__Task details__: Your task is to give the listing below back word for word, pictures excluded.

[Position identification records]
────
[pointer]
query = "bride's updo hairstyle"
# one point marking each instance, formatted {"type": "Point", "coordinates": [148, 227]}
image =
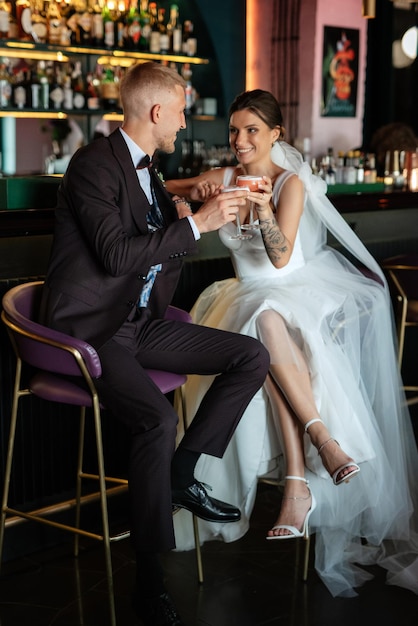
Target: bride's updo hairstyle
{"type": "Point", "coordinates": [263, 104]}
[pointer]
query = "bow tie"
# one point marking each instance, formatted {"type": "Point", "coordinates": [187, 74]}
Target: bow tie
{"type": "Point", "coordinates": [145, 162]}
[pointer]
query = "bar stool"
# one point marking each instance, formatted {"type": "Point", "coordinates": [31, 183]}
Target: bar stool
{"type": "Point", "coordinates": [402, 274]}
{"type": "Point", "coordinates": [55, 357]}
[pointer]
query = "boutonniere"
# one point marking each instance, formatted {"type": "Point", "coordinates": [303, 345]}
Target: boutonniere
{"type": "Point", "coordinates": [161, 177]}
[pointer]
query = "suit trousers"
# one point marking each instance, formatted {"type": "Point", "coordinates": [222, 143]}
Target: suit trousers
{"type": "Point", "coordinates": [240, 363]}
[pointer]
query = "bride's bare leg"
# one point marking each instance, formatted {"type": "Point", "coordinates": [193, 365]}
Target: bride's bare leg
{"type": "Point", "coordinates": [290, 372]}
{"type": "Point", "coordinates": [296, 497]}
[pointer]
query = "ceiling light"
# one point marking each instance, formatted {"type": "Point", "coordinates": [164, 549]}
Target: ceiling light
{"type": "Point", "coordinates": [410, 42]}
{"type": "Point", "coordinates": [369, 8]}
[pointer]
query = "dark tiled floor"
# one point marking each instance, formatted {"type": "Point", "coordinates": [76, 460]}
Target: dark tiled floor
{"type": "Point", "coordinates": [247, 583]}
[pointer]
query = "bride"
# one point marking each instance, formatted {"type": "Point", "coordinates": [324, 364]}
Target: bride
{"type": "Point", "coordinates": [331, 419]}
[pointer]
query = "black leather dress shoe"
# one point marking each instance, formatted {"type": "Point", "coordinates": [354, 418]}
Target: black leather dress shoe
{"type": "Point", "coordinates": [196, 500]}
{"type": "Point", "coordinates": [159, 611]}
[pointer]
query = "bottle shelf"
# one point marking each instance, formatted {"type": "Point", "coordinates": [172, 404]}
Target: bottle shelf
{"type": "Point", "coordinates": [30, 50]}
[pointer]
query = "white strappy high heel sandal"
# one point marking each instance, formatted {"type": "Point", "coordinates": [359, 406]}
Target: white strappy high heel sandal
{"type": "Point", "coordinates": [335, 479]}
{"type": "Point", "coordinates": [293, 531]}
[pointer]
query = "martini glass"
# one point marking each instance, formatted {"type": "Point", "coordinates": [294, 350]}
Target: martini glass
{"type": "Point", "coordinates": [252, 183]}
{"type": "Point", "coordinates": [238, 233]}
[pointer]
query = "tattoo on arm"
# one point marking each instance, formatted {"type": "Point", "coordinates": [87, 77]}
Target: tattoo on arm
{"type": "Point", "coordinates": [274, 240]}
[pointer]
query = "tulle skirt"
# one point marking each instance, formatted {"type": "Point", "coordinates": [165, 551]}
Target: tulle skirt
{"type": "Point", "coordinates": [341, 320]}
────
__Reply to the exercise__:
[pointer]
query = "bride's updo hairstyle"
# one point marking each instance, formatted {"type": "Point", "coordinates": [148, 227]}
image =
Target: bride's updo hairstyle
{"type": "Point", "coordinates": [263, 104]}
[pointer]
query = "bow tie"
# one point marking each instance, formatted {"type": "Point", "coordinates": [187, 74]}
Target: bow tie
{"type": "Point", "coordinates": [145, 162]}
[pointer]
query = "bar stool"
# one point marking each instance, formatted {"type": "Point", "coordinates": [31, 183]}
Target: bar stool
{"type": "Point", "coordinates": [402, 274]}
{"type": "Point", "coordinates": [55, 357]}
[pointer]
query = "boutonniere"
# one point marking each instance, formatted {"type": "Point", "coordinates": [303, 345]}
Target: boutonniere
{"type": "Point", "coordinates": [161, 177]}
[pointer]
query = "suit trousers"
# one point marking each instance, formatted {"type": "Point", "coordinates": [222, 143]}
Target: suit trousers
{"type": "Point", "coordinates": [240, 363]}
[pointer]
query = "bride's bare leg"
# one point marking each instance, formatted {"type": "Point", "coordinates": [193, 365]}
Target: bride's bare leg
{"type": "Point", "coordinates": [290, 372]}
{"type": "Point", "coordinates": [296, 497]}
[pointer]
query = "ceiling light"
# one point marking each instance, formatted {"type": "Point", "coordinates": [164, 549]}
Target: ceiling light
{"type": "Point", "coordinates": [410, 42]}
{"type": "Point", "coordinates": [369, 8]}
[pointer]
query = "dark tiled floor"
# one point marking each instance, formatted {"type": "Point", "coordinates": [76, 460]}
Target: dark tiled floor
{"type": "Point", "coordinates": [247, 583]}
[pointer]
query = "bride"
# one point marking each instance, formatted {"type": "Point", "coordinates": [324, 364]}
Target: bride
{"type": "Point", "coordinates": [331, 419]}
[pointer]
query = "black leather dress shoe"
# one point marking each instance, formatted {"type": "Point", "coordinates": [354, 418]}
Target: black leather dress shoe
{"type": "Point", "coordinates": [196, 500]}
{"type": "Point", "coordinates": [159, 611]}
[pointer]
query = "bottle shelf"
# one point marking each instance, formatted {"type": "Point", "coordinates": [172, 404]}
Target: bottle shelf
{"type": "Point", "coordinates": [30, 50]}
[pointer]
query = "white strappy high heel sandal"
# one point marking each instance, formatted {"type": "Point", "coordinates": [359, 406]}
Target: white strappy high heel sandal
{"type": "Point", "coordinates": [335, 479]}
{"type": "Point", "coordinates": [293, 531]}
[pointer]
query = "martini glass"
# one point marking each instance, formatted {"type": "Point", "coordinates": [294, 350]}
Target: martini glass
{"type": "Point", "coordinates": [252, 183]}
{"type": "Point", "coordinates": [238, 233]}
[pointer]
query = "tattoo on arm"
# one point marking each instance, formatted {"type": "Point", "coordinates": [87, 77]}
Target: tattoo on arm
{"type": "Point", "coordinates": [274, 240]}
[pointer]
query = "tulle skirt"
# one point marking each instance, formatted {"type": "Point", "coordinates": [165, 551]}
Target: tulle skirt
{"type": "Point", "coordinates": [341, 320]}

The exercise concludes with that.